**What you should do**
Turn the lines below into a numbered list, skipping any blank lines.

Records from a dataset

>> begin

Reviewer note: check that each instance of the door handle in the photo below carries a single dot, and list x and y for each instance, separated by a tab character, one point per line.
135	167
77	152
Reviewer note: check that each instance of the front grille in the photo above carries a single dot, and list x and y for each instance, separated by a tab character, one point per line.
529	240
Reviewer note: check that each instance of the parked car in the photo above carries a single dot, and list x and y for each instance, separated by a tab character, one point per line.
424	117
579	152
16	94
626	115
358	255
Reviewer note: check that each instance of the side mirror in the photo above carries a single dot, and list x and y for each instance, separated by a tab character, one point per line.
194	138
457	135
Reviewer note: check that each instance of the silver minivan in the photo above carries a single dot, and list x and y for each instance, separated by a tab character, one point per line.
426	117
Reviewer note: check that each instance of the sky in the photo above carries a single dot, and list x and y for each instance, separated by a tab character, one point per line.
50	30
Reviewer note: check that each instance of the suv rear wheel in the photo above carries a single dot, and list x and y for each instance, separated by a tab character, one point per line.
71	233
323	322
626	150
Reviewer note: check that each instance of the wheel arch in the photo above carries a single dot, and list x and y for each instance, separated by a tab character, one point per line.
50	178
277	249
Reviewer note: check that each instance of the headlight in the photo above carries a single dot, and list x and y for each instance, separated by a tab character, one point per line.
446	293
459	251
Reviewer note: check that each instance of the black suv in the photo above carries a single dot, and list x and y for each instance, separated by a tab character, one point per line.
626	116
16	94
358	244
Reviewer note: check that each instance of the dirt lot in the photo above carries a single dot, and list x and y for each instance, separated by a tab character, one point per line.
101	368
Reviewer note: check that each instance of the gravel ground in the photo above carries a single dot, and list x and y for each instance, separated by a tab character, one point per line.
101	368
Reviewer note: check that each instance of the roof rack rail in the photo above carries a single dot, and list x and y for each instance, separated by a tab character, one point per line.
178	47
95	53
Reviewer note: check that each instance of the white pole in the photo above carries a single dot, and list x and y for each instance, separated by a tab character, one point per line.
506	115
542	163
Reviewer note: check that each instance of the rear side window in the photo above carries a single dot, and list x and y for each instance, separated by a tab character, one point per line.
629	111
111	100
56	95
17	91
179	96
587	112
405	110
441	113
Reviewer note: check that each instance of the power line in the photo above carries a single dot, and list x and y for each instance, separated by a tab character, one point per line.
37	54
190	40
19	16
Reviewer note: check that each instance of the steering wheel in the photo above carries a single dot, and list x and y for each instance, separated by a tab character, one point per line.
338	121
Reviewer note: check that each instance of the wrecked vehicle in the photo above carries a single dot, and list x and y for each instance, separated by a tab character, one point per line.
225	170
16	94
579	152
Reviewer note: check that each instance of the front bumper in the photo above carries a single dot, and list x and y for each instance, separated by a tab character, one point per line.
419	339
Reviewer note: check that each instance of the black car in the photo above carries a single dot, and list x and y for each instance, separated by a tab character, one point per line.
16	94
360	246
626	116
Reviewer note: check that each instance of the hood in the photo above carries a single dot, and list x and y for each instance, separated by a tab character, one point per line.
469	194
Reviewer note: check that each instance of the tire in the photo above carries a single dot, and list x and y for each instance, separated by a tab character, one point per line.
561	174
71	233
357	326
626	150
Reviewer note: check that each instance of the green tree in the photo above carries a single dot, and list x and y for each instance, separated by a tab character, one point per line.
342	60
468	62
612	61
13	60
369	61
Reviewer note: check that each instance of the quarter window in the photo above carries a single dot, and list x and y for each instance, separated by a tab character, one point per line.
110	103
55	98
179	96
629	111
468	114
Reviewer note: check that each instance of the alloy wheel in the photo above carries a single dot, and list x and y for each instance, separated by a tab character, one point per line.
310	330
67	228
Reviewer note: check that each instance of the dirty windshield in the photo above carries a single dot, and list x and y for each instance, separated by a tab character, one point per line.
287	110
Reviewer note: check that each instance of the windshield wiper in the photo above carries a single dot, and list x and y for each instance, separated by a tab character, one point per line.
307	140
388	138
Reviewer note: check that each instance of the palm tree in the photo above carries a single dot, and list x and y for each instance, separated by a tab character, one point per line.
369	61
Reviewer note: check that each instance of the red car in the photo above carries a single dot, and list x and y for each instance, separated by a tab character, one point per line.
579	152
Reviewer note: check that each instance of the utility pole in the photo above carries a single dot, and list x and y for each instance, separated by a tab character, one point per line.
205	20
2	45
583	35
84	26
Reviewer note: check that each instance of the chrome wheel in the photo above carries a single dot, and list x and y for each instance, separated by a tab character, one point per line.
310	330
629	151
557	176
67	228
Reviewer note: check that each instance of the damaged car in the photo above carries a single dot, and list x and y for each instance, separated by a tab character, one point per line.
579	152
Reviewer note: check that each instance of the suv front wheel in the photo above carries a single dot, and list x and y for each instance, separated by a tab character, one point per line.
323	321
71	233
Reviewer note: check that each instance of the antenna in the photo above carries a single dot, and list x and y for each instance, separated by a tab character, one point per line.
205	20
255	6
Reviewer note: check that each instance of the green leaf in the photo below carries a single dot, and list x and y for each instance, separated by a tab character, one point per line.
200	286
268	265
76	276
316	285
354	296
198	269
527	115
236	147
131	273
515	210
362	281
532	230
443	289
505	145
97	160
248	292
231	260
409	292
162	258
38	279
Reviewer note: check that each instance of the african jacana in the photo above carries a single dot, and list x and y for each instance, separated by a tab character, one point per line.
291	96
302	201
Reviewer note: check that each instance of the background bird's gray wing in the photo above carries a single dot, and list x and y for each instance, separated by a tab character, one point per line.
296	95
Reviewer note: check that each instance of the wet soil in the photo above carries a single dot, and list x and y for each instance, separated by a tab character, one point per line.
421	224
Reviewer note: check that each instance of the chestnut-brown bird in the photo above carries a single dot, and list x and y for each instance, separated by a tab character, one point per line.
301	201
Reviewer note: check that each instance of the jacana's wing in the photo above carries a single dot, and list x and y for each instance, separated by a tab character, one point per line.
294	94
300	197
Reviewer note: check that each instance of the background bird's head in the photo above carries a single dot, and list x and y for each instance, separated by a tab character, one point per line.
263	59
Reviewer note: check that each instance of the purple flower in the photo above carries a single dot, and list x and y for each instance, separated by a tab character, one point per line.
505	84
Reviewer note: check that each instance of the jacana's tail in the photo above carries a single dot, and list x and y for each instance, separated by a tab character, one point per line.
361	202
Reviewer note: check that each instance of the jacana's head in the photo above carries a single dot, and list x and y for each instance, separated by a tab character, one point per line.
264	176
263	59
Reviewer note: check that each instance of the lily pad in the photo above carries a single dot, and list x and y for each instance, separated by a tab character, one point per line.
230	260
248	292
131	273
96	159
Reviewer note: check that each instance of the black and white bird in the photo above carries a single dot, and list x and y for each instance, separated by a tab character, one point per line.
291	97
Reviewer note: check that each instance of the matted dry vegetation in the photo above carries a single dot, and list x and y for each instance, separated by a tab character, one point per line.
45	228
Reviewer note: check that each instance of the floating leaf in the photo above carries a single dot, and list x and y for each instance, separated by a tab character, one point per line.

>> end

**Output of the task**
1. Reviewer note: check that each instance of the door handle in the photo below carries a single dot, and list x and y for each instance, separated by a tab character, one point per line.
2. 135	167
3. 77	152
4. Reviewer note: check that each instance of the front grille in the photo above carries a single dot, and list x and y for each instance, separated by a tab character, one point per line.
5. 529	240
6. Reviewer note: check that each instance of the parked car in the photo above carries a single dot, and list x and y for each instance, separated by a tab character, one point per line.
7. 424	117
8. 579	152
9. 16	94
10. 626	115
11. 358	255
12. Reviewer note: check that each instance of the side mirror in the photo above carries a single dot, and list x and y for each instance, separated by a tab character, one point per line.
13. 194	138
14. 457	135
15. Reviewer note: check that each instance of the silver minivan in the photo above carries a single dot, and list x and y for each instance, separated by a tab character, one point per line.
16. 426	117
17. Reviewer note: check that each instance of the sky in the photo above carries a single dot, and list x and y for each instance, separated by a tab character, one point per line.
18. 50	30
19. Reviewer note: check that each instance of the suv rear wheel in the photo above carries a single dot, and list x and y for each instance, separated by a tab character, one point per line.
20. 71	233
21. 323	322
22. 626	150
23. Reviewer note: check that each instance of the wheel arch in the photo above carries a single dot, and list x and y for each instance, separated by a tab character, one point per line.
24. 50	178
25. 277	249
26. Reviewer note: check that each instance of the headlight in the photo above carries a single dot, and list x and y for each instance, separated by a tab character, one point per line.
27. 446	293
28. 459	251
29. Reviewer note: check that each instance of the black suv in the photo above carries a single dot, and list x and y for each instance, separated by a tab character, one point per line.
30. 626	116
31. 16	94
32. 358	244
33. Reviewer note: check that each instance of the dirt lot in the photo above carries a single dot, and list x and y for each instance, separated by a tab character, one point per line.
34. 101	368
35. Reviewer note: check that each instance of the gravel ground in the photo above carries a single dot, and list x and y for each instance, separated by a tab character, one point per line.
36. 101	368
37. Reviewer note: check that each instance of the roof rack rail in the photo above carries a single dot, and list x and y for each instance, separated by a tab character, one point per line.
38. 178	47
39. 95	53
40. Reviewer note: check that each instance of the white pole in the photo above carries a single dot, and list x and y for each instance, separated by a tab character, one point per line.
41. 506	115
42. 542	163
43. Reviewer note: check that each instance of the rear side window in the photo above carries a single dot, and list x and y for each instance, separated by a tab character, one point per line.
44. 629	111
45. 111	100
46. 56	95
47. 17	91
48. 179	96
49. 587	112
50. 405	110
51. 441	113
52. Reviewer note: check that each instance of the power line in the photo above carries a single dot, and list x and y for each instance, separated by a tab character, one point per line.
53. 37	54
54. 190	40
55. 19	16
56. Reviewer note: check that each instance of the steering wheel in the photo above carries a single dot, and list x and y for each instance, separated by a tab character, one point per line.
57. 338	121
58. Reviewer note: check that each instance of the wrecked vehicle in the photo above carries a single dot, and list x and y for each instance, separated by a tab character, one point per line.
59. 225	170
60. 16	94
61. 579	152
62. Reviewer note: check that each instance of the front bumper in the photo above carries a single dot, and list x and y for each instance, separated by a tab character, one point per line.
63. 419	339
64. Reviewer note: check that each instance of the black car in the photo above carries a single dot, and list x and y for each instance, separated by a tab character, one point per line.
65. 16	94
66. 360	246
67. 626	116
68. Reviewer note: check that each instance of the hood in the photo above carries a single dot, and list x and y for each instance, separated by a tab character, one point per line.
69. 469	194
70. Reviewer note: check that each instance of the tire in the photo above carries a single dot, and list x and y for each instance, separated by a tab character, one point per line.
71. 561	174
72. 71	233
73. 357	326
74. 626	150
75. Reviewer note: check that each instance of the green tree in the photo above carries a single dot, and list x and y for each instance, separated by a tab character, one point per line.
76. 342	60
77. 468	62
78. 612	61
79. 13	60
80. 369	61
81. Reviewer note: check that each instance of the quarter window in the photo above carries a single dot, and list x and y for each instance, separated by a tab character, one point per line.
82. 110	103
83. 55	98
84. 179	96
85. 629	111
86. 468	114
87. Reviewer note: check that each instance of the alloy wheel in the photo above carries a single dot, and list x and y for each instance, separated by a tab character, one point per line.
88. 310	330
89. 67	228
90. Reviewer note: check that each instance of the dirty windshield in the photo above carries a single dot, and list x and y for each instance, separated by a tab character, one point per line.
91. 287	110
92. Reviewer note: check that each instance of the windshield wiper in the photo above carries a single dot, and list x and y for each instance, separated by a tab character, one point per line.
93. 307	140
94. 388	138
95. Reviewer note: check that each instance of the palm tree in the photo above carries a single dot, and list x and y for each instance, separated by a tab character, one point per line.
96. 369	61
97. Reviewer note: check that each instance of the red car in the photo above carries a single dot, and list x and y for each instance, separated by a tab character, one point per line.
98. 579	152
99. Reviewer note: check that each instance of the utility pole in the photo above carries a single dot, and list x and y for each instance, separated by a tab character, one point per line.
100. 205	20
101. 2	45
102. 583	35
103. 84	26
104. Reviewer note: check that each instance of the chrome wheel in the photo above carries a single dot, and list x and y for each instance, separated by a tab character, one point per line.
105. 310	330
106. 629	151
107. 557	176
108. 67	228
109. Reviewer note: check that each instance of the damaged car in the photo above carries a single dot, and list x and y for each instance, separated by a tab character, one point per line.
110. 579	152
111. Reviewer note: check that each instance of the suv front wheel in the photo above carries a single dot, and list x and y for each instance, separated by a tab character, one point per line.
112. 323	321
113. 71	233
114. Reviewer note: check that each instance of the antenna in the photo above carries a single dot, and list x and y for each instance, separated by a tab character, one point per line.
115. 205	20
116. 255	6
117. Reviewer note: check that each instance of the green leaf in the photo below carries a single dot, and list x and y for each instance, separated by a tab character, one point per line.
118. 200	286
119. 268	265
120. 76	276
121. 316	285
122. 354	296
123. 198	269
124. 527	115
125. 236	147
126. 131	273
127. 515	210
128. 362	281
129. 532	230
130. 443	289
131. 505	145
132. 97	160
133. 248	292
134. 231	260
135. 409	292
136. 162	258
137. 38	279
138. Reviewer note: check that each instance of the african jacana in the photo above carries a single dot, and list x and y for each instance, separated by a tab character, one point per line.
139. 291	96
140. 302	201
141. Reviewer note: check that each instance of the background bird's gray wing in the photo above carries a single dot, and list x and y for each instance, separated by a tab character, one point per line.
142. 296	95
143. Reviewer note: check that each instance of the wet soil in the photo above carries a single dot, and list x and y for each instance, separated by a tab character, one point per line.
144. 421	224
145. Reviewer note: check that each instance of the chestnut-brown bird in the photo above carries a single dot, and list x and y for each instance, separated by a tab character, one point per line.
146. 301	201
147. Reviewer note: check that each instance of the jacana's wing in the photo above carries a single dot, and list x and y for each instance, separated by a tab character, one point per line.
148. 294	94
149. 300	197
150. Reviewer note: check that each instance of the background bird's head in the photo above carries a single dot, and list x and y for each instance, separated by a tab character, one point per line.
151. 263	59
152. Reviewer note: check that each instance of the purple flower in the photo above carries a single dot, and list x and y for each instance, separated by a tab character, one point per line.
153. 505	84
154. Reviewer note: check that each instance of the jacana's tail in the photo above carries a single dot, and list x and y for each instance, separated by a tab character, one point per line.
155. 361	202
156. Reviewer note: check that each instance of the jacana's head in the photo above carries a single dot, and list x and y for each instance, separated by a tab character, one point per line.
157. 264	176
158. 263	59
159. Reviewer note: check that each instance of the lily pad in the photo above carries a single dot, and list x and y for each instance, separated by a tab character, one point per line.
160. 230	260
161. 248	292
162. 131	273
163. 96	159
164. Reviewer note: check that each instance of the black and white bird in the photo above carries a single dot, and list x and y for each instance, separated by a tab character, one point per line.
165. 291	97
166. Reviewer note: check that each instance of the matted dry vegetation in the photo above carries a single dot, and list x and y for each instance, separated by a tab character, one point per line.
167. 45	228
168. Reviewer note: check that each instance of the floating leaf in the photo above carries a single dot, and list x and y for each instance, separated by a tab character, one point per line.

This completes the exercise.